### Prompt
Rewrite the lines below starting at "Question: Can you identify the bounding box of the chair" and ending at "[145,280,282,427]", swapping "red cushion" for "blue cushion" and leaving all else unchanged. Give only those lines.

### Listed entries
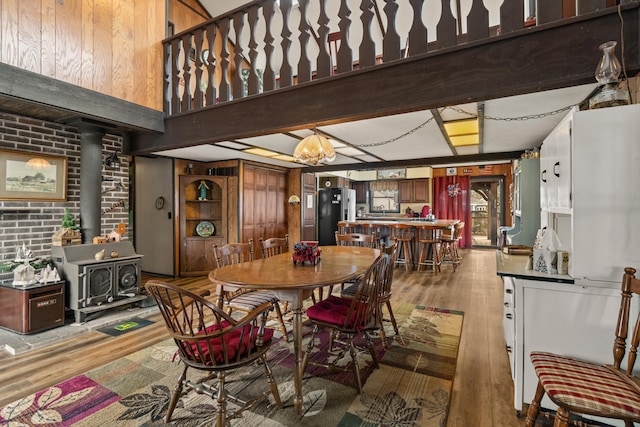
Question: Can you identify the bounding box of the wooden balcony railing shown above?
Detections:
[163,0,616,116]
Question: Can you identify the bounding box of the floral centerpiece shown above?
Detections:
[291,240,322,265]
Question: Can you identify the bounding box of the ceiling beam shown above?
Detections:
[131,6,640,154]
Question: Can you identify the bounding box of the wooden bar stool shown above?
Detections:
[389,223,413,271]
[415,223,440,274]
[359,222,382,249]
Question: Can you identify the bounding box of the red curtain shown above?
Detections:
[433,176,471,248]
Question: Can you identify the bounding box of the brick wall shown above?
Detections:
[0,112,132,263]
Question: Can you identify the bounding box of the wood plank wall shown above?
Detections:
[0,0,165,110]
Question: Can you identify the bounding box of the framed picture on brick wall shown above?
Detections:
[0,150,67,201]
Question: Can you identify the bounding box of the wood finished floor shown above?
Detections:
[0,249,540,427]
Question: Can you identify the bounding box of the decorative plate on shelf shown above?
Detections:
[196,221,216,237]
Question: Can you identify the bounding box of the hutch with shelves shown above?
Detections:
[179,175,228,276]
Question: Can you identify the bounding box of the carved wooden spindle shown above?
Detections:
[436,0,457,49]
[298,0,311,83]
[247,6,260,95]
[218,18,231,102]
[233,11,244,99]
[171,39,180,114]
[336,0,353,73]
[316,0,333,78]
[262,0,276,92]
[536,0,563,25]
[205,22,216,105]
[164,43,172,115]
[500,0,524,34]
[359,0,376,68]
[404,0,427,57]
[180,33,193,112]
[193,28,204,110]
[467,0,489,41]
[280,0,293,88]
[382,0,400,62]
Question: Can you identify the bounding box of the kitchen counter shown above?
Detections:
[496,251,575,284]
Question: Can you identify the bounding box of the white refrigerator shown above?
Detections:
[540,104,640,289]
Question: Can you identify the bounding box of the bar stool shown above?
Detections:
[389,223,413,271]
[415,223,440,274]
[359,222,382,249]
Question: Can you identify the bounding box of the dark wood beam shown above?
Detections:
[131,3,640,154]
[0,63,164,132]
[304,151,524,173]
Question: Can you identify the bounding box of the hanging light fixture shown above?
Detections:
[104,151,120,169]
[25,157,51,170]
[293,129,336,166]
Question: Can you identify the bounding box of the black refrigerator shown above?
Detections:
[318,187,356,246]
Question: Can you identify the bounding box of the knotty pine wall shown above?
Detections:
[0,0,165,110]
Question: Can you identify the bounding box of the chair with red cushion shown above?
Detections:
[526,267,640,427]
[302,254,391,393]
[145,280,282,427]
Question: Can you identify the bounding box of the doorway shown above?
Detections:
[470,176,505,248]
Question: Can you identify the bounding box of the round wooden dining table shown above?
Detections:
[209,246,380,413]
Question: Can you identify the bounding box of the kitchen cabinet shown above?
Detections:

### Output of the exercise
Question: Can you identify the bounding box of the chair with blue cushion shown above?
Detections:
[526,267,640,427]
[302,254,391,393]
[145,280,282,427]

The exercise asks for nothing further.